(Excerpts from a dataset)
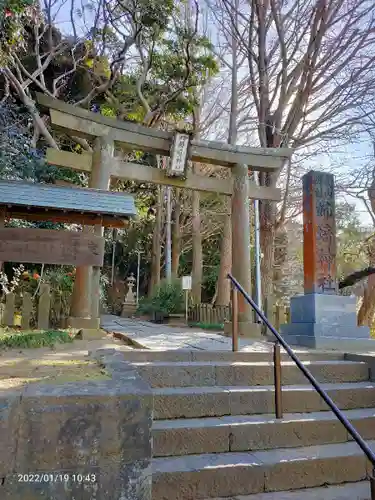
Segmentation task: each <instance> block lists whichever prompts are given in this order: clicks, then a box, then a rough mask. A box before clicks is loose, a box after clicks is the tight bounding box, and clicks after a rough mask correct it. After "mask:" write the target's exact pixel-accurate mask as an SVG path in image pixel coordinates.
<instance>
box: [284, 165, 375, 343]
mask: <svg viewBox="0 0 375 500" xmlns="http://www.w3.org/2000/svg"><path fill="white" fill-rule="evenodd" d="M303 258H304V294H303V295H297V296H296V297H292V299H291V302H290V319H291V323H290V324H288V325H282V326H281V333H282V335H283V337H284V338H285V340H286V341H287V342H289V343H291V344H297V345H303V346H307V347H318V348H328V349H331V348H332V349H340V350H341V349H352V350H367V349H368V348H371V349H374V348H375V342H374V341H373V340H371V339H370V330H369V328H368V327H366V326H358V325H357V314H356V298H355V297H346V296H341V295H338V293H337V275H336V224H335V192H334V176H333V175H332V174H328V173H324V172H314V171H311V172H308V173H307V174H306V175H304V177H303Z"/></svg>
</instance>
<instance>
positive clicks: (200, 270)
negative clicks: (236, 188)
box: [192, 191, 203, 304]
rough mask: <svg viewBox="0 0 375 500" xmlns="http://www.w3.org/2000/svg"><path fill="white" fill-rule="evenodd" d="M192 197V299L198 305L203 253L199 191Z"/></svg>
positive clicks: (192, 194) (193, 193)
mask: <svg viewBox="0 0 375 500" xmlns="http://www.w3.org/2000/svg"><path fill="white" fill-rule="evenodd" d="M192 196H193V210H192V212H193V213H192V217H193V238H192V239H193V265H192V298H193V300H194V303H195V304H200V302H201V299H202V275H203V252H202V236H201V215H200V193H199V191H193V193H192Z"/></svg>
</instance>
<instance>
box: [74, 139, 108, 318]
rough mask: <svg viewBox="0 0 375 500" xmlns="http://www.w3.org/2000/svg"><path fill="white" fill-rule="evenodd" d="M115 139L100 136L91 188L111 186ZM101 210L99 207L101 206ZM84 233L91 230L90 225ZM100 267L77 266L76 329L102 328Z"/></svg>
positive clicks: (95, 140) (98, 207) (95, 157)
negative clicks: (100, 291)
mask: <svg viewBox="0 0 375 500" xmlns="http://www.w3.org/2000/svg"><path fill="white" fill-rule="evenodd" d="M113 149H114V148H113V141H112V140H111V139H108V138H107V137H97V138H96V140H95V146H94V152H93V155H92V170H91V175H90V180H89V187H90V188H94V189H103V190H108V189H109V183H110V168H111V158H112V157H113ZM98 211H100V208H99V207H98ZM84 231H85V232H91V231H92V229H91V228H90V227H88V226H86V227H84ZM94 232H95V234H96V235H98V236H103V227H102V226H95V229H94ZM99 302H100V267H97V266H95V267H91V266H80V267H77V269H76V277H75V282H74V289H73V294H72V303H71V311H70V316H71V317H70V318H69V325H70V326H72V327H73V328H99V326H100V318H99V316H100V311H99V308H100V306H99Z"/></svg>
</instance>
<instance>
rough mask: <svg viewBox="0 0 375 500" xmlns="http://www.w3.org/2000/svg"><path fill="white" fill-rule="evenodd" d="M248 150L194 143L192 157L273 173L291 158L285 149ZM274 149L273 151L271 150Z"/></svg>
mask: <svg viewBox="0 0 375 500" xmlns="http://www.w3.org/2000/svg"><path fill="white" fill-rule="evenodd" d="M269 149H270V151H268V150H267V148H247V147H242V146H231V145H229V144H225V143H220V142H206V143H205V142H203V141H198V142H197V141H192V143H191V157H192V159H193V160H194V161H196V162H201V163H208V164H212V165H221V166H223V167H233V166H234V165H236V164H243V165H248V166H249V168H252V167H253V168H254V170H258V169H259V170H261V171H262V172H273V171H275V170H278V169H280V168H281V167H282V163H283V161H284V160H285V159H286V158H288V157H289V156H290V150H287V151H288V152H289V154H288V155H286V150H285V149H279V150H276V151H277V152H278V154H276V152H275V149H273V148H269ZM271 149H272V150H271Z"/></svg>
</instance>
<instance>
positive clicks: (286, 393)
mask: <svg viewBox="0 0 375 500" xmlns="http://www.w3.org/2000/svg"><path fill="white" fill-rule="evenodd" d="M322 387H323V388H324V389H325V390H327V392H328V394H329V396H330V397H331V398H332V399H333V400H334V401H335V403H336V404H337V405H338V407H339V408H341V409H343V410H352V409H355V408H373V407H375V390H374V389H375V384H374V383H372V382H357V383H345V384H322ZM153 393H154V419H156V420H165V419H175V418H197V417H221V416H223V415H256V414H258V415H259V414H263V413H273V412H274V411H275V410H274V408H275V404H274V398H275V395H274V387H273V386H249V387H240V386H232V387H230V386H228V387H177V388H173V387H163V388H157V389H153ZM327 409H328V407H327V405H326V404H325V403H324V401H323V400H322V398H321V397H320V396H319V394H318V393H317V392H316V391H315V389H314V388H313V387H312V386H311V385H300V386H298V385H291V386H284V387H283V410H284V412H285V413H304V412H313V411H326V410H327Z"/></svg>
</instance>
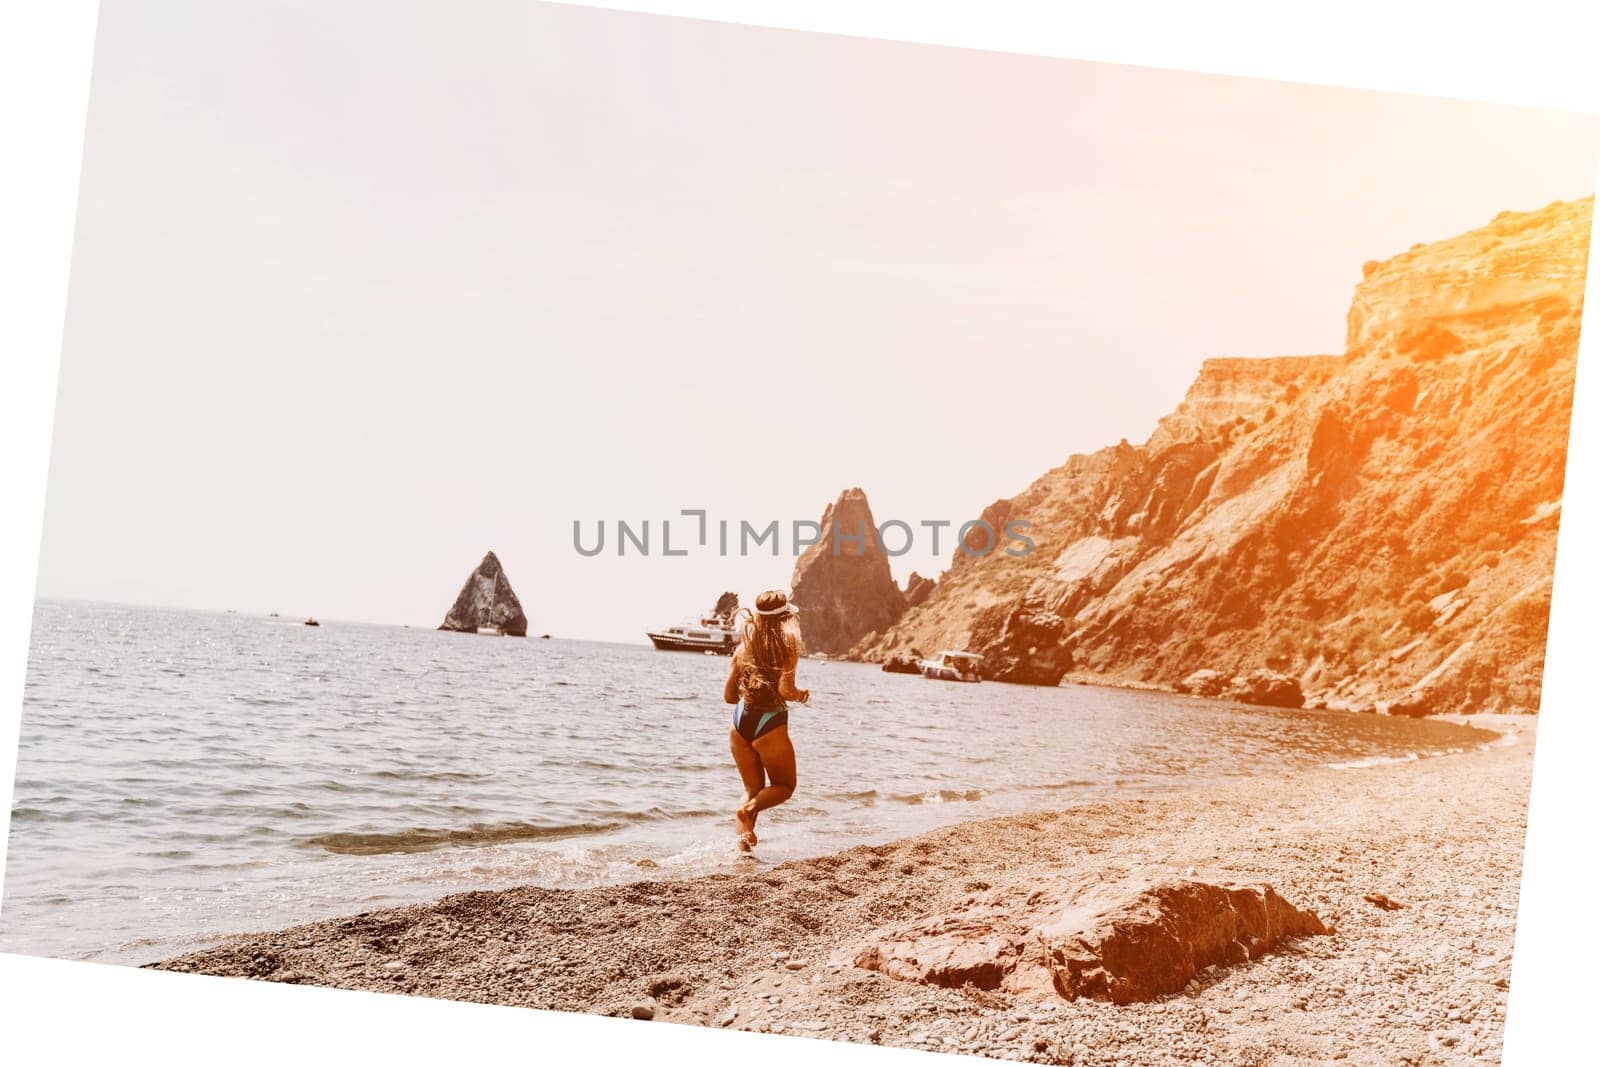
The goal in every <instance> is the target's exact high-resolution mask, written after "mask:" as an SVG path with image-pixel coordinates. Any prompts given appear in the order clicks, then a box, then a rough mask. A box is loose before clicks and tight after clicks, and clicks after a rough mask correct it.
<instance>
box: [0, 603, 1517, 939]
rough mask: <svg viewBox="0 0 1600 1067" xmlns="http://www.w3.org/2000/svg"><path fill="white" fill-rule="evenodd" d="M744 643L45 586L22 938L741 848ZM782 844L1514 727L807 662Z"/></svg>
mask: <svg viewBox="0 0 1600 1067" xmlns="http://www.w3.org/2000/svg"><path fill="white" fill-rule="evenodd" d="M726 670H728V659H725V657H717V656H706V654H688V653H658V651H654V649H651V648H650V646H648V645H643V643H642V645H608V643H590V641H570V640H518V638H504V637H475V635H462V633H440V632H435V630H422V629H405V627H392V625H363V624H342V622H336V621H325V622H323V625H322V627H306V625H302V624H301V622H299V621H298V619H278V617H261V616H245V614H210V613H197V611H176V609H160V608H130V606H112V605H96V603H54V601H45V603H40V605H38V606H37V608H35V614H34V632H32V646H30V654H29V664H27V685H26V693H24V707H22V729H21V744H19V750H18V771H16V792H14V798H13V808H11V832H10V843H8V853H6V867H5V894H3V902H0V950H6V952H24V953H38V955H56V957H70V958H86V960H112V961H128V963H141V961H149V960H157V958H163V957H168V955H173V953H178V952H182V950H187V949H192V947H197V945H202V944H205V942H208V941H211V939H216V937H218V936H222V934H229V933H243V931H256V929H272V928H278V926H285V925H291V923H296V921H306V920H312V918H323V917H331V915H341V913H350V912H362V910H370V909H374V907H382V905H392V904H402V902H410V901H422V899H432V897H438V896H443V894H446V893H454V891H462V889H486V888H502V886H512V885H522V883H534V885H544V886H587V885H597V883H606V881H624V880H638V878H664V877H686V875H696V873H706V872H712V870H733V869H738V867H739V865H741V864H744V862H749V861H741V859H738V857H736V856H734V853H733V835H734V833H733V808H734V806H736V805H738V803H739V801H741V798H742V793H741V784H739V777H738V774H736V771H734V768H733V761H731V758H730V755H728V726H730V713H731V709H730V707H728V705H726V704H723V702H722V686H723V680H725V677H726ZM798 673H800V685H802V686H808V688H810V689H811V702H810V704H808V705H803V707H800V705H795V707H794V709H792V710H790V717H789V721H790V725H789V729H790V736H792V737H794V745H795V752H797V753H798V790H797V792H795V795H794V798H792V800H790V801H789V803H787V805H784V806H782V808H778V809H774V811H768V813H763V816H762V819H760V827H758V830H760V835H762V845H760V848H758V849H757V854H758V856H760V862H776V861H782V859H794V857H802V856H814V854H821V853H829V851H835V849H840V848H846V846H851V845H861V843H878V841H888V840H893V838H899V837H906V835H910V833H917V832H920V830H926V829H931V827H936V825H942V824H949V822H955V821H962V819H974V817H984V816H995V814H1005V813H1013V811H1021V809H1029V808H1046V806H1050V808H1056V806H1070V805H1075V803H1085V801H1096V800H1107V798H1114V797H1126V795H1152V793H1158V792H1165V790H1174V789H1187V787H1195V785H1203V784H1206V782H1214V781H1221V779H1229V777H1238V776H1250V774H1262V773H1280V771H1286V769H1294V768H1309V766H1326V765H1350V766H1354V765H1363V763H1368V761H1378V760H1390V758H1410V757H1413V755H1416V757H1427V755H1432V753H1440V752H1450V750H1458V749H1462V747H1467V745H1475V744H1483V742H1488V741H1491V739H1493V734H1488V733H1485V731H1477V729H1470V728H1466V726H1459V725H1451V723H1443V721H1427V720H1397V718H1382V717H1374V715H1354V713H1349V712H1291V710H1277V709H1259V707H1242V705H1237V704H1226V702H1221V701H1202V699H1192V697H1181V696H1171V694H1163V693H1147V691H1134V689H1110V688H1094V686H1064V688H1030V686H1014V685H998V683H982V685H963V683H950V681H931V680H925V678H920V677H915V675H891V673H883V672H882V670H878V669H877V667H872V665H864V664H845V662H813V661H805V662H802V664H800V672H798Z"/></svg>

[Exercise objective]: Show a copy of each line from the records above in which the string "exact" occurs.

[Exercise solution]:
Segmentation task: each <instance> block lists whichever prompts are given in this order: clicks, then a box, then a rough mask. A box before clicks is loose, a box after clicks is the tight bounding box, and clicks after a rough mask correct it. After "mask:" write the target's exact pixel-accurate mask as an SVG path in image pixel coordinates.
The goal in every <instance> is the target's exact high-resolution mask, written after "mask:" as an SVG path with image-pixel coordinates. Any prompts given appear in the order clicks, then a box, then a rough mask. A box is loose before clicks and tight after clicks, and clicks after a rough mask correct it.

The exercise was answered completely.